On 3/15/23 10:30, Jason Wang wrote:
> Caution: This message originated from an External Source. Use proper 
> caution when opening attachments, clicking links, or responding.
>
>
> 在 2023/3/13 20:10, Gautam Dawar 写道:
>>
>> On 3/10/23 10:35, Jason Wang wrote:
>>> Caution: This message originated from an External Source. Use proper
>>> caution when opening attachments, clicking links, or responding.
>>>
>>>
>>> On Tue, Mar 7, 2023 at 7:38 PM Gautam Dawar <gautam.dawar@....com>
>>> wrote:
>>>> vDPA config opertions to handle get/set device status and device
>>>> reset have been implemented. Also .suspend config operation is
>>>> implemented to support Live Migration.
>>>>
>>>> Signed-off-by: Gautam Dawar <gautam.dawar@....com>
>>>> ---
>>>>   drivers/net/ethernet/sfc/ef100_vdpa.c     |  16 +-
>>>>   drivers/net/ethernet/sfc/ef100_vdpa.h     |   2 +
>>>>   drivers/net/ethernet/sfc/ef100_vdpa_ops.c | 367
>>>> ++++++++++++++++++++--
>>>>   3 files changed, 355 insertions(+), 30 deletions(-)
>>>>
>>>> diff --git a/drivers/net/ethernet/sfc/ef100_vdpa.c
>>>> b/drivers/net/ethernet/sfc/ef100_vdpa.c
>>>> index c66e5aef69ea..4ba57827a6cd 100644
>>>> --- a/drivers/net/ethernet/sfc/ef100_vdpa.c
>>>> +++ b/drivers/net/ethernet/sfc/ef100_vdpa.c
>>>> @@ -68,9 +68,14 @@ static int vdpa_allocate_vis(struct efx_nic *efx,
>>>> unsigned int *allocated_vis)
>>>>
>>>>   static void ef100_vdpa_delete(struct efx_nic *efx)
>>>>   {
>>>> +       struct vdpa_device *vdpa_dev;
>>>> +
>>>>          if (efx->vdpa_nic) {
>>>> +               vdpa_dev = &efx->vdpa_nic->vdpa_dev;
>>>> +               ef100_vdpa_reset(vdpa_dev);
>>>> +
>>>>                  /* replace with _vdpa_unregister_device later */
>>>> - put_device(&efx->vdpa_nic->vdpa_dev.dev);
>>>> +               put_device(&vdpa_dev->dev);
>>>>          }
>>>>          efx_mcdi_free_vis(efx);
>>>>   }
>>>> @@ -171,6 +176,15 @@ static struct ef100_vdpa_nic
>>>> *ef100_vdpa_create(struct efx_nic *efx,
>>>>                  }
>>>>          }
>>>>
>>>> +       rc = devm_add_action_or_reset(&efx->pci_dev->dev,
>>>> + ef100_vdpa_irq_vectors_free,
>>>> +                                     efx->pci_dev);
>>>> +       if (rc) {
>>>> +               pci_err(efx->pci_dev,
>>>> +                       "Failed adding devres for freeing irq
>>>> vectors\n");
>>>> +               goto err_put_device;
>>>> +       }
>>>> +
>>>>          rc = get_net_config(vdpa_nic);
>>>>          if (rc)

::::

## EXERCISE INSTRUCTIONS
a: Render the listing below as a Markdown table with the columns Row and Entry, numbering each line and skipping blank lines. Leave the pictures out.
b: Carry on the vDPA patch review thread from its final line.

## INPUT ROWS
::::

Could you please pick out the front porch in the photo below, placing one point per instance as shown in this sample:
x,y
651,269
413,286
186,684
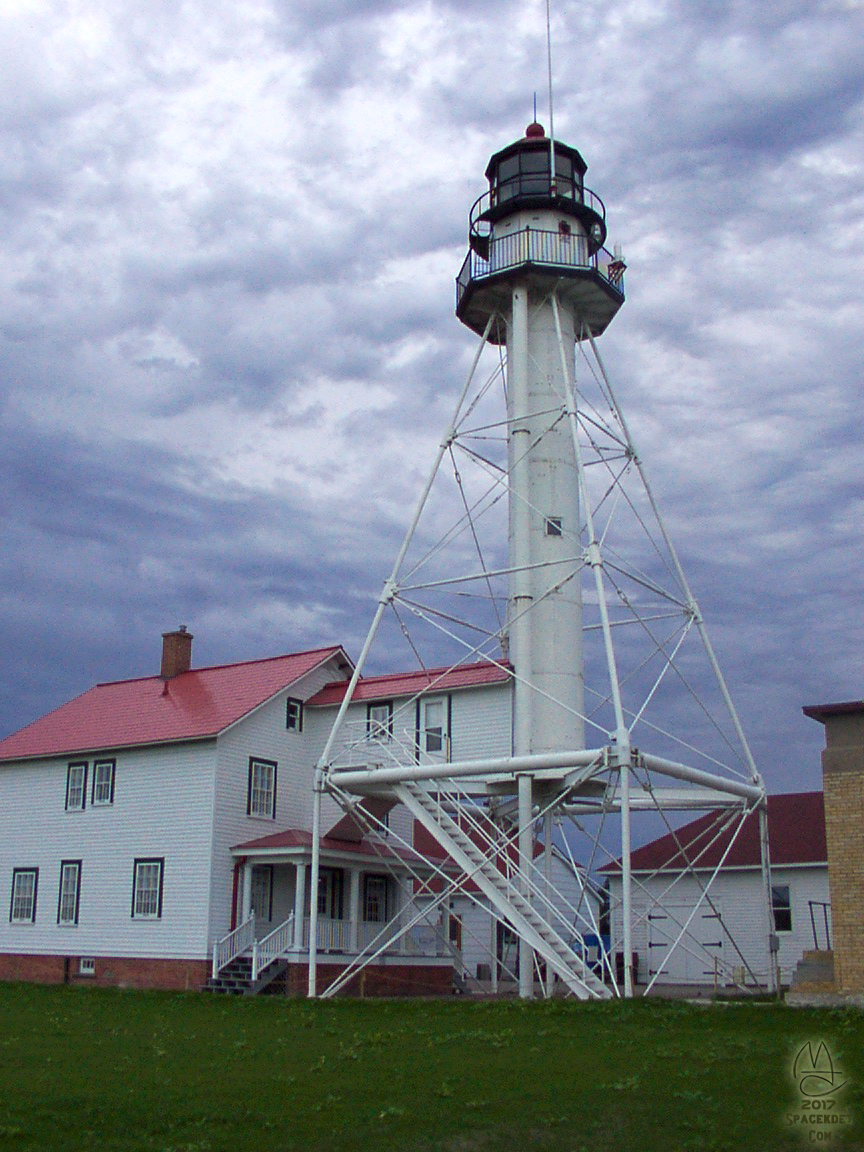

::::

## EXPECTED RESULTS
a:
| Row | Entry |
|---|---|
| 1 | Could you please pick out the front porch in the photo below, placing one point per instance as shown in this sample: |
| 2 | x,y |
| 3 | 651,269 |
| 4 | 413,286 |
| 5 | 186,684 |

b:
>>>>                  goto err_put_device;
>>>> diff --git a/drivers/net/ethernet/sfc/ef100_vdpa.h
>>>> b/drivers/net/ethernet/sfc/ef100_vdpa.h
>>>> index 348ca8a7404b..58791402e454 100644
>>>> --- a/drivers/net/ethernet/sfc/ef100_vdpa.h
>>>> +++ b/drivers/net/ethernet/sfc/ef100_vdpa.h
>>>> @@ -149,6 +149,8 @@ int ef100_vdpa_register_mgmtdev(struct efx_nic
>>>> *efx);
>>>>   void ef100_vdpa_unregister_mgmtdev(struct efx_nic *efx);
>>>>   void ef100_vdpa_irq_vectors_free(void *data);
>>>>   int ef100_vdpa_init_vring(struct ef100_vdpa_nic *vdpa_nic, u16 idx);
>>>> +void ef100_vdpa_irq_vectors_free(void *data);
>>>> +int ef100_vdpa_reset(struct vdpa_device *vdev);
>>>>
>>>>   static inline bool efx_vdpa_is_little_endian(struct ef100_vdpa_nic
>>>> *vdpa_nic)
>>>>   {
>>>> diff --git a/drivers/net/ethernet/sfc/ef100_vdpa_ops.c
>>>> b/drivers/net/ethernet/sfc/ef100_vdpa_ops.c
>>>> index 0051c4c0e47c..95a2177f85a2 100644
>>>> --- a/drivers/net/ethernet/sfc/ef100_vdpa_ops.c
>>>> +++ b/drivers/net/ethernet/sfc/ef100_vdpa_ops.c
>>>> @@ -22,11 +22,6 @@ static struct ef100_vdpa_nic *get_vdpa_nic(struct
>>>> vdpa_device *vdev)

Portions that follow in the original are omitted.